DATA FOR THIS EXERCISE
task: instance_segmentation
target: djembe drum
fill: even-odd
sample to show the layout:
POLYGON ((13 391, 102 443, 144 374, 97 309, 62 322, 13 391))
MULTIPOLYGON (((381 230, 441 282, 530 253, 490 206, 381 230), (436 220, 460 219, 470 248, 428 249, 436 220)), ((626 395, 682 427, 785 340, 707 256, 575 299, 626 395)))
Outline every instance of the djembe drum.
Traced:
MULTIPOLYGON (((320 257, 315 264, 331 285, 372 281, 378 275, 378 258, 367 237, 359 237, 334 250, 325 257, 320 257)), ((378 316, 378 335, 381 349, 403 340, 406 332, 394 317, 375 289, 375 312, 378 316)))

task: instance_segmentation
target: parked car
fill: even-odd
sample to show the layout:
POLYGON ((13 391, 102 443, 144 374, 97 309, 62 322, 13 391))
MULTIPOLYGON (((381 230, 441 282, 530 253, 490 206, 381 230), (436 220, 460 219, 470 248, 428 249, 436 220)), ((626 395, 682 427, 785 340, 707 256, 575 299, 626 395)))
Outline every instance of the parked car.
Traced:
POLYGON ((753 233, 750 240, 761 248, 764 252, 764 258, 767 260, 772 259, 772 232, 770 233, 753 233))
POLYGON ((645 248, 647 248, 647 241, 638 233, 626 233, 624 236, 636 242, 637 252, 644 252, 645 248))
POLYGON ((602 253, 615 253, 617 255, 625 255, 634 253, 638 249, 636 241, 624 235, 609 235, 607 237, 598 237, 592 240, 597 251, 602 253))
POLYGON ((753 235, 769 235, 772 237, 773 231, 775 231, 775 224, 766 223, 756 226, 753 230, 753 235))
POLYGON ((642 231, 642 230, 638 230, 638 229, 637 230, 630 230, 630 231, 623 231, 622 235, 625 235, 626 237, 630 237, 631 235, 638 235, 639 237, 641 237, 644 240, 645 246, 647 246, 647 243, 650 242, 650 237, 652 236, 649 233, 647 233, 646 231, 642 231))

EXERCISE AIM
Copy out every line of the data in which the word "parked" is found.

REPLY
target: parked car
Outline every instance of the parked car.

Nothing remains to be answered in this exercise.